Your goal: Count the lines in the entries below that contain the word "bollard", matching case exactly, and reply with the number alone.

Dataset extract:
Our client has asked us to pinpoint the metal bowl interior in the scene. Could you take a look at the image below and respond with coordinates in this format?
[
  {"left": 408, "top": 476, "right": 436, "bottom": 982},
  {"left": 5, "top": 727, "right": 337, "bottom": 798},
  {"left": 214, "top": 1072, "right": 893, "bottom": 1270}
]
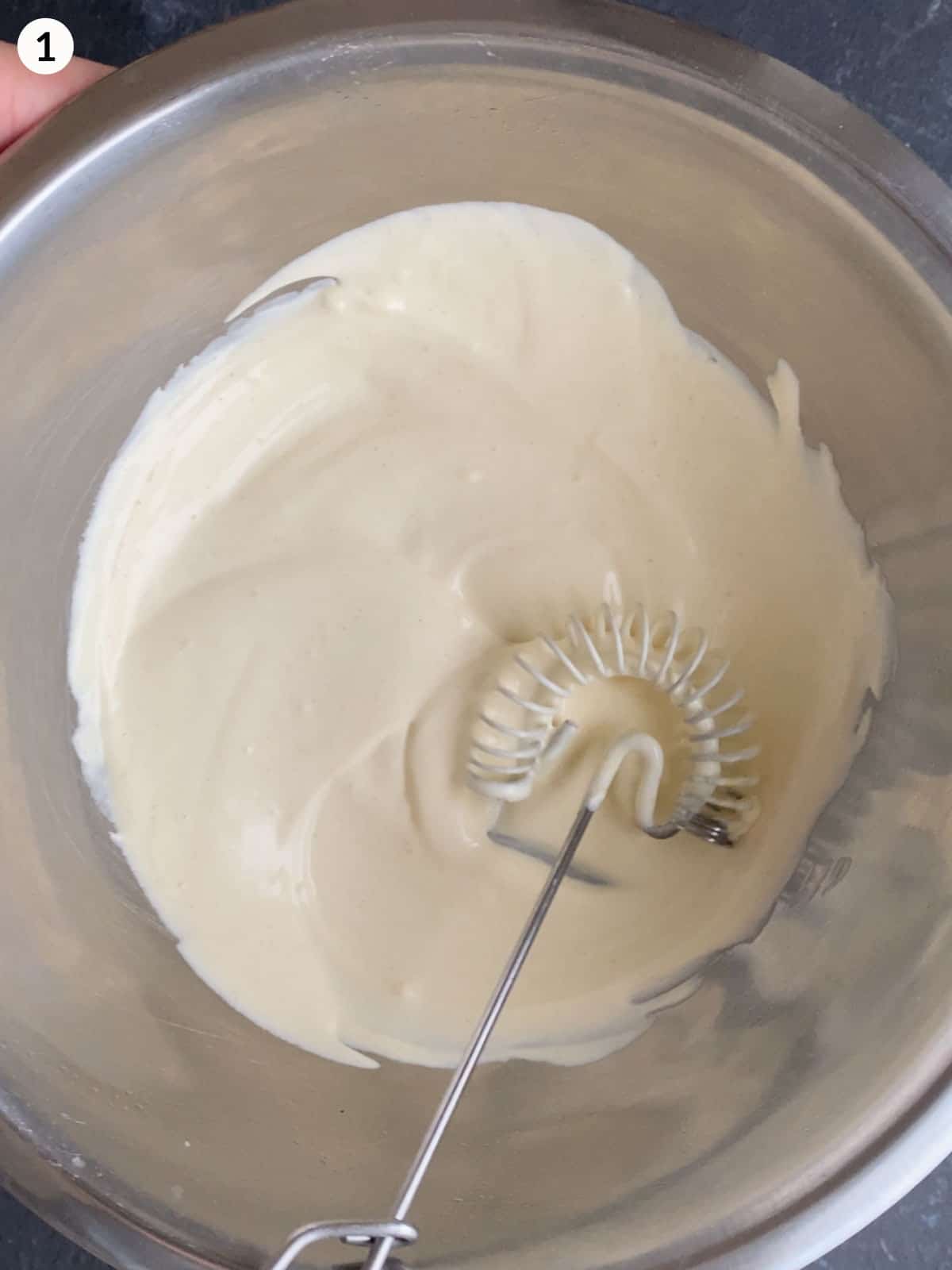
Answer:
[{"left": 0, "top": 0, "right": 952, "bottom": 1270}]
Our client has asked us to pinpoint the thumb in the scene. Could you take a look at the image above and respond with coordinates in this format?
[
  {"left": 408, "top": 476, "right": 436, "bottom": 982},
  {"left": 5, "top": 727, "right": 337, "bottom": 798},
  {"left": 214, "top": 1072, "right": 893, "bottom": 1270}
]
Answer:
[{"left": 0, "top": 43, "right": 112, "bottom": 150}]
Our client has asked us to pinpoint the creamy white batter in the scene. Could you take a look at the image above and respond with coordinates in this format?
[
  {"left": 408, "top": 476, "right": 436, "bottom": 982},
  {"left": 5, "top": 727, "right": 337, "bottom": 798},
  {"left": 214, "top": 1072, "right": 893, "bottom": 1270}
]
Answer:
[{"left": 70, "top": 203, "right": 886, "bottom": 1065}]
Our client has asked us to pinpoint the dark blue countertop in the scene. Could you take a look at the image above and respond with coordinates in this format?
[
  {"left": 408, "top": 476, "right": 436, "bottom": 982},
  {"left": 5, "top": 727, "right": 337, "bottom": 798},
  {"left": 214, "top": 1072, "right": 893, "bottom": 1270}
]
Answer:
[{"left": 0, "top": 0, "right": 952, "bottom": 1270}]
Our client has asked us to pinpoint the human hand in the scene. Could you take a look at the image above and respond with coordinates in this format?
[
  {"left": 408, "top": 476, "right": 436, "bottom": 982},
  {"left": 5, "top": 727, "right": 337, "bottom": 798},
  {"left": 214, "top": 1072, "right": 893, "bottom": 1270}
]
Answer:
[{"left": 0, "top": 43, "right": 112, "bottom": 150}]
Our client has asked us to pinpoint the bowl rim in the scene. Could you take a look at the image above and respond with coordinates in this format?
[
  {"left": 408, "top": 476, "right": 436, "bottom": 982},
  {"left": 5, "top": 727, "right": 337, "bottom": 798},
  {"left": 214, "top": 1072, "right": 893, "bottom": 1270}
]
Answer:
[{"left": 0, "top": 0, "right": 952, "bottom": 1270}]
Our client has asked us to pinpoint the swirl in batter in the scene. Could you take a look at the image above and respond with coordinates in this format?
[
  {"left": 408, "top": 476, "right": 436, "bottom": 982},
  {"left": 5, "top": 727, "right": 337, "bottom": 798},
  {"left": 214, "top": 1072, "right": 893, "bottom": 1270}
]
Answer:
[{"left": 70, "top": 203, "right": 887, "bottom": 1065}]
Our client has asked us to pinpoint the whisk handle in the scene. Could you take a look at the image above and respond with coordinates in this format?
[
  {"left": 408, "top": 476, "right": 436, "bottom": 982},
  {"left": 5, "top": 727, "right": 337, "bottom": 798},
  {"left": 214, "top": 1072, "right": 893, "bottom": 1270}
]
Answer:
[{"left": 363, "top": 799, "right": 595, "bottom": 1270}]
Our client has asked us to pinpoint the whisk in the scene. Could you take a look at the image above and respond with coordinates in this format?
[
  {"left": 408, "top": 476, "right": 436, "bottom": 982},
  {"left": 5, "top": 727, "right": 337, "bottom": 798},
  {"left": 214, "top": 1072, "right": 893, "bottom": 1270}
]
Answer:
[{"left": 267, "top": 605, "right": 759, "bottom": 1270}]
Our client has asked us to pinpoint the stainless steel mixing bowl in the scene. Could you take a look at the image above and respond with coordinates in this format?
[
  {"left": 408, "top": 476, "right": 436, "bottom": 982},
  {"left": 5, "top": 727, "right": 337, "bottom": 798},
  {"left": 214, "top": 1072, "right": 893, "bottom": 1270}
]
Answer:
[{"left": 0, "top": 0, "right": 952, "bottom": 1270}]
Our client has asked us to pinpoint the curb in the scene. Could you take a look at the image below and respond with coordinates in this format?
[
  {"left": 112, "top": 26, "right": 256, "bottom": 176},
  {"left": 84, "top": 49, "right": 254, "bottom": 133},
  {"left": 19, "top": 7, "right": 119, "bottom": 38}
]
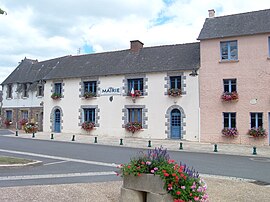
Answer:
[{"left": 0, "top": 161, "right": 43, "bottom": 168}]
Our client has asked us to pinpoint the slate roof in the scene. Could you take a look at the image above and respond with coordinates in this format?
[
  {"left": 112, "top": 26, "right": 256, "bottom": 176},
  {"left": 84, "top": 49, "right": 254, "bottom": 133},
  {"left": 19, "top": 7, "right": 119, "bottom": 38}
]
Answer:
[
  {"left": 2, "top": 56, "right": 67, "bottom": 85},
  {"left": 2, "top": 43, "right": 200, "bottom": 85},
  {"left": 198, "top": 9, "right": 270, "bottom": 40}
]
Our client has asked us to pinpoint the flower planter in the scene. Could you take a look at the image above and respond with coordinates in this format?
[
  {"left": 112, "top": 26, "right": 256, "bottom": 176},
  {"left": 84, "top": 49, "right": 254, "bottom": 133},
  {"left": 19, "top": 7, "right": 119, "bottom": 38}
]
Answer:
[{"left": 120, "top": 174, "right": 173, "bottom": 202}]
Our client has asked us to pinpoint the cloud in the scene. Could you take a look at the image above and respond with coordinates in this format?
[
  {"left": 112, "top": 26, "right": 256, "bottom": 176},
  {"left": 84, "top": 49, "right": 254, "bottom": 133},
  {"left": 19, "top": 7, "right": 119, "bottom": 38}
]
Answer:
[{"left": 0, "top": 0, "right": 270, "bottom": 82}]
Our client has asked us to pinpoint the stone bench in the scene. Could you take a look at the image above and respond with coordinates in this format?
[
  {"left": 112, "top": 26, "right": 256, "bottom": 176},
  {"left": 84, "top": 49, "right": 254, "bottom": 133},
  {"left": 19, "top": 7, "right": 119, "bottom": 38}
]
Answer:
[{"left": 120, "top": 174, "right": 173, "bottom": 202}]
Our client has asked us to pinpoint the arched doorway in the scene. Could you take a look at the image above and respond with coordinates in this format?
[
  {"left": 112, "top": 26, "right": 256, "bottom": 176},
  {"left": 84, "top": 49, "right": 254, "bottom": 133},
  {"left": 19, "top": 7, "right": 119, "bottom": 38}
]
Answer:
[
  {"left": 54, "top": 109, "right": 61, "bottom": 133},
  {"left": 170, "top": 109, "right": 181, "bottom": 139}
]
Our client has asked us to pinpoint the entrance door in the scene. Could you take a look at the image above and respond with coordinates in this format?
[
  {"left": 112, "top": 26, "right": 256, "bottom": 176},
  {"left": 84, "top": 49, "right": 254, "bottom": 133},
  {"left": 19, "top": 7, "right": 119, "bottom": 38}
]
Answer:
[
  {"left": 171, "top": 109, "right": 181, "bottom": 139},
  {"left": 54, "top": 109, "right": 61, "bottom": 133}
]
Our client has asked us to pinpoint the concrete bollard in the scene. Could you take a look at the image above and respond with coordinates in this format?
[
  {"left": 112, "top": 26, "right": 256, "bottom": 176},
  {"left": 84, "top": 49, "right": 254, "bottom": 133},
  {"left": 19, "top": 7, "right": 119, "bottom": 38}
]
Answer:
[
  {"left": 179, "top": 142, "right": 183, "bottom": 150},
  {"left": 252, "top": 146, "right": 257, "bottom": 155},
  {"left": 148, "top": 140, "right": 151, "bottom": 147},
  {"left": 120, "top": 138, "right": 123, "bottom": 145},
  {"left": 214, "top": 144, "right": 218, "bottom": 152}
]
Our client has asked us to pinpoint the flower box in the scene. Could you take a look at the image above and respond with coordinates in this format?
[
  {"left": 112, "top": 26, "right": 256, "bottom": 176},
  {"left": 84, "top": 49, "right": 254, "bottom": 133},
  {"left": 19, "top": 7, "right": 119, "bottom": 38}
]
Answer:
[
  {"left": 120, "top": 147, "right": 208, "bottom": 202},
  {"left": 51, "top": 93, "right": 62, "bottom": 100},
  {"left": 221, "top": 91, "right": 239, "bottom": 102},
  {"left": 168, "top": 88, "right": 182, "bottom": 97},
  {"left": 221, "top": 128, "right": 238, "bottom": 137},
  {"left": 83, "top": 92, "right": 97, "bottom": 99},
  {"left": 125, "top": 122, "right": 142, "bottom": 133},
  {"left": 82, "top": 122, "right": 95, "bottom": 132},
  {"left": 23, "top": 123, "right": 38, "bottom": 133},
  {"left": 247, "top": 127, "right": 267, "bottom": 137}
]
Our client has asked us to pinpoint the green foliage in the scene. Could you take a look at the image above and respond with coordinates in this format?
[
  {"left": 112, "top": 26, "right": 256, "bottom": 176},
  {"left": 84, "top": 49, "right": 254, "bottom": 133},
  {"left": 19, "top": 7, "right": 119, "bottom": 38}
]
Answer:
[{"left": 120, "top": 147, "right": 208, "bottom": 202}]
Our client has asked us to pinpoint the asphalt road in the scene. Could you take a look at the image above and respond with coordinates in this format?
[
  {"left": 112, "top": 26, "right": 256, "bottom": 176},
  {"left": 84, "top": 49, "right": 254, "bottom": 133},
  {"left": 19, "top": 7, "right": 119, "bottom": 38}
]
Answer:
[{"left": 0, "top": 132, "right": 270, "bottom": 187}]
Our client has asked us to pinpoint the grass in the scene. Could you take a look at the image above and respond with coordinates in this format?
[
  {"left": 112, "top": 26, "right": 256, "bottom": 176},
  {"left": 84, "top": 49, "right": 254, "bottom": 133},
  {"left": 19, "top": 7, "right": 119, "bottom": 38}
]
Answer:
[{"left": 0, "top": 156, "right": 33, "bottom": 165}]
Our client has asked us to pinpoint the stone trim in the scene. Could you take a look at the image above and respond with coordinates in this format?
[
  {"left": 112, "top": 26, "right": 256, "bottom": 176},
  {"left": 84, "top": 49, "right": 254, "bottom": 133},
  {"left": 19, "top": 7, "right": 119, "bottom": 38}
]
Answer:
[
  {"left": 123, "top": 74, "right": 148, "bottom": 96},
  {"left": 51, "top": 79, "right": 65, "bottom": 98},
  {"left": 79, "top": 77, "right": 100, "bottom": 98},
  {"left": 122, "top": 105, "right": 148, "bottom": 129},
  {"left": 165, "top": 105, "right": 186, "bottom": 139},
  {"left": 78, "top": 105, "right": 100, "bottom": 127},
  {"left": 6, "top": 84, "right": 13, "bottom": 99},
  {"left": 164, "top": 72, "right": 187, "bottom": 95},
  {"left": 50, "top": 106, "right": 63, "bottom": 132}
]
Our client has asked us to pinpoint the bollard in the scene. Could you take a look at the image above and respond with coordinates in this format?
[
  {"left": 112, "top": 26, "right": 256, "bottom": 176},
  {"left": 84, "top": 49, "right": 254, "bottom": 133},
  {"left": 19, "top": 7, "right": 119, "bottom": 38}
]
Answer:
[
  {"left": 179, "top": 142, "right": 183, "bottom": 150},
  {"left": 252, "top": 147, "right": 257, "bottom": 155},
  {"left": 148, "top": 140, "right": 151, "bottom": 147},
  {"left": 214, "top": 144, "right": 218, "bottom": 152}
]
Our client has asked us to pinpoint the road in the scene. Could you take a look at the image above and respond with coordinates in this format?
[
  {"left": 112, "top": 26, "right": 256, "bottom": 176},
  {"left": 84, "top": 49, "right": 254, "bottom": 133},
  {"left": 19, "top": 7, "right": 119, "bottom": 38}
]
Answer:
[{"left": 0, "top": 132, "right": 270, "bottom": 187}]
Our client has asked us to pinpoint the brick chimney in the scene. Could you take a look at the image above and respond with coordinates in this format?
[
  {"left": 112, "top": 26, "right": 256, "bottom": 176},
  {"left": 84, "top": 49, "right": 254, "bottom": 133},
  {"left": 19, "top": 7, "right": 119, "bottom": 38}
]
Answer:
[
  {"left": 208, "top": 9, "right": 216, "bottom": 18},
  {"left": 130, "top": 40, "right": 143, "bottom": 52}
]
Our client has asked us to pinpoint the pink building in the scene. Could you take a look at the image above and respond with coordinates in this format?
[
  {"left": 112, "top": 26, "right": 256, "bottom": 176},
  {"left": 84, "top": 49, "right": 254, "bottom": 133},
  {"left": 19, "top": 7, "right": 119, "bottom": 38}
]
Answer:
[{"left": 198, "top": 9, "right": 270, "bottom": 145}]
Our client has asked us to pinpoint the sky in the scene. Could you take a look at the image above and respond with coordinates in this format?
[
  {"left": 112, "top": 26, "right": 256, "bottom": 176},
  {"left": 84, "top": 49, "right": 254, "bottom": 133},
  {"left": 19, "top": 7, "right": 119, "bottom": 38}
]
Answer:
[{"left": 0, "top": 0, "right": 270, "bottom": 83}]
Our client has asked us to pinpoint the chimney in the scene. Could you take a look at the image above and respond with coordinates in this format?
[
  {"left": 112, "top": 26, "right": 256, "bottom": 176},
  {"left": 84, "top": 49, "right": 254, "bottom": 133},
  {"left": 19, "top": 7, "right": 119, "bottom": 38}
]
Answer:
[
  {"left": 130, "top": 40, "right": 143, "bottom": 52},
  {"left": 208, "top": 9, "right": 215, "bottom": 18}
]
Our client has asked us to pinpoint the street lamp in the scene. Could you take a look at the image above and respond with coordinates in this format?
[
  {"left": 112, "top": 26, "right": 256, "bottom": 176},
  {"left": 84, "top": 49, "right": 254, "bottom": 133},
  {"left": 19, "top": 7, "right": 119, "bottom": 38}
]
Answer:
[{"left": 0, "top": 8, "right": 7, "bottom": 15}]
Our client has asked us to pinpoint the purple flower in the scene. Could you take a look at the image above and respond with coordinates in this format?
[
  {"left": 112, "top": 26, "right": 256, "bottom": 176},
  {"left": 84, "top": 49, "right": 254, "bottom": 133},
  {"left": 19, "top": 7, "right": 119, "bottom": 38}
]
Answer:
[{"left": 146, "top": 161, "right": 151, "bottom": 166}]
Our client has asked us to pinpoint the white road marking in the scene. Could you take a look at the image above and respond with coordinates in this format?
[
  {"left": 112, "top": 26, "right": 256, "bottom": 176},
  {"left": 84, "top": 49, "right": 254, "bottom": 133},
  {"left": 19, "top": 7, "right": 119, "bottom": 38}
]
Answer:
[
  {"left": 43, "top": 161, "right": 68, "bottom": 166},
  {"left": 0, "top": 149, "right": 118, "bottom": 167},
  {"left": 0, "top": 171, "right": 116, "bottom": 181}
]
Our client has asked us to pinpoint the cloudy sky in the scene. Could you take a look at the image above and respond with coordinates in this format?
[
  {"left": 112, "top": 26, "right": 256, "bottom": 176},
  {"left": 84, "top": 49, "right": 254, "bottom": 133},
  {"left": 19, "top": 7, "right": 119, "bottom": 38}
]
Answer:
[{"left": 0, "top": 0, "right": 270, "bottom": 83}]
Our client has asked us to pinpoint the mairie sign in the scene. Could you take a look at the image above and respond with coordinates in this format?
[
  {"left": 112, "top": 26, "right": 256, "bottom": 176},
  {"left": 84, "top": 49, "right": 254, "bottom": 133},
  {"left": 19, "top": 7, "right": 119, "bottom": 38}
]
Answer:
[{"left": 101, "top": 87, "right": 121, "bottom": 95}]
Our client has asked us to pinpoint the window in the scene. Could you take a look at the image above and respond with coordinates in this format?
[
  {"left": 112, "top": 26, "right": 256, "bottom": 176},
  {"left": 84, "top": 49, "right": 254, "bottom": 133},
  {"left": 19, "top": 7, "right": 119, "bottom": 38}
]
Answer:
[
  {"left": 83, "top": 108, "right": 96, "bottom": 123},
  {"left": 21, "top": 110, "right": 28, "bottom": 119},
  {"left": 223, "top": 79, "right": 237, "bottom": 93},
  {"left": 37, "top": 85, "right": 43, "bottom": 96},
  {"left": 128, "top": 78, "right": 143, "bottom": 95},
  {"left": 170, "top": 76, "right": 181, "bottom": 89},
  {"left": 128, "top": 108, "right": 142, "bottom": 124},
  {"left": 83, "top": 81, "right": 97, "bottom": 94},
  {"left": 22, "top": 83, "right": 27, "bottom": 97},
  {"left": 223, "top": 112, "right": 236, "bottom": 128},
  {"left": 7, "top": 84, "right": 12, "bottom": 98},
  {"left": 220, "top": 41, "right": 238, "bottom": 60},
  {"left": 250, "top": 113, "right": 263, "bottom": 128},
  {"left": 6, "top": 110, "right": 12, "bottom": 121},
  {"left": 54, "top": 83, "right": 62, "bottom": 95}
]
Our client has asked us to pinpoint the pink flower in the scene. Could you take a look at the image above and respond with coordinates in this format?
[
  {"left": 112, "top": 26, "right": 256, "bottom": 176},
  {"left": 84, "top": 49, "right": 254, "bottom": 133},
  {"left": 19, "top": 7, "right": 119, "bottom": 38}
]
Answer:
[
  {"left": 194, "top": 196, "right": 200, "bottom": 201},
  {"left": 146, "top": 161, "right": 151, "bottom": 166}
]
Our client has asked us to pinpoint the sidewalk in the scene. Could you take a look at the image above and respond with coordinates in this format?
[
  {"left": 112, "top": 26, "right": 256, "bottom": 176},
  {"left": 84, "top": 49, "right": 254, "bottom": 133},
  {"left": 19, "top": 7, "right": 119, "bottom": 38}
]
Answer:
[{"left": 7, "top": 131, "right": 270, "bottom": 157}]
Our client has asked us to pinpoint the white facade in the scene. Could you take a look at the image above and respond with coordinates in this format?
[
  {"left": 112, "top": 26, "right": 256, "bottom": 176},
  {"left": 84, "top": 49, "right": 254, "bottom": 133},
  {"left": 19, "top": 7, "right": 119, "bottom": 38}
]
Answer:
[
  {"left": 2, "top": 84, "right": 43, "bottom": 108},
  {"left": 43, "top": 71, "right": 199, "bottom": 141}
]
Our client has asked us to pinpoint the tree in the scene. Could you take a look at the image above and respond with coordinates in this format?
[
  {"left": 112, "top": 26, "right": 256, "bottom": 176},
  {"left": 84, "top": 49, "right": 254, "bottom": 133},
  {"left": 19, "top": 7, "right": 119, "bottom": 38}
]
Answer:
[{"left": 0, "top": 8, "right": 7, "bottom": 15}]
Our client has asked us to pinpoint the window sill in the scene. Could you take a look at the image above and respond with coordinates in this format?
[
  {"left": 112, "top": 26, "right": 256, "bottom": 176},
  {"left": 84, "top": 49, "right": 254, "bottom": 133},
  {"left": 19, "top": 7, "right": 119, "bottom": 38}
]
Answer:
[{"left": 219, "top": 60, "right": 239, "bottom": 63}]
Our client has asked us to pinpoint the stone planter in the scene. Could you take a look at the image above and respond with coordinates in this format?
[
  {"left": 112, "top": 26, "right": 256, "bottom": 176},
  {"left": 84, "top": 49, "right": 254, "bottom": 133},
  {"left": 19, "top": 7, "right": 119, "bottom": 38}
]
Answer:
[{"left": 120, "top": 174, "right": 173, "bottom": 202}]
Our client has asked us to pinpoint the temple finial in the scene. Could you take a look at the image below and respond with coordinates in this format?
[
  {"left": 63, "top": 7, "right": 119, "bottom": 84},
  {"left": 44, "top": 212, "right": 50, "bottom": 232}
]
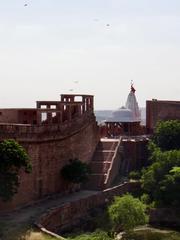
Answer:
[{"left": 131, "top": 80, "right": 136, "bottom": 93}]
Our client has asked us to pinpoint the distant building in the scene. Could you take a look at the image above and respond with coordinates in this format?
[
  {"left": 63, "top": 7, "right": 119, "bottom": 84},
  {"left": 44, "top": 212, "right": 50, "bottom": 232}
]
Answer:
[{"left": 100, "top": 85, "right": 142, "bottom": 137}]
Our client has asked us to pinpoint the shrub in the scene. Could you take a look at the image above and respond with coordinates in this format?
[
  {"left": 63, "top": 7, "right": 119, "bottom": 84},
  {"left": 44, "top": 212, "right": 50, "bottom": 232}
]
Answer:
[
  {"left": 108, "top": 194, "right": 147, "bottom": 231},
  {"left": 129, "top": 171, "right": 141, "bottom": 180},
  {"left": 0, "top": 140, "right": 31, "bottom": 201}
]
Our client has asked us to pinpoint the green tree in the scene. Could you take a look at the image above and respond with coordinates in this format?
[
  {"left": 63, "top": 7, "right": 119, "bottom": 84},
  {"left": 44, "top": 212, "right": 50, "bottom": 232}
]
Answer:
[
  {"left": 153, "top": 120, "right": 180, "bottom": 151},
  {"left": 141, "top": 148, "right": 180, "bottom": 205},
  {"left": 61, "top": 159, "right": 90, "bottom": 183},
  {"left": 108, "top": 194, "right": 147, "bottom": 231},
  {"left": 0, "top": 140, "right": 31, "bottom": 201},
  {"left": 141, "top": 120, "right": 180, "bottom": 206}
]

Finished answer: 2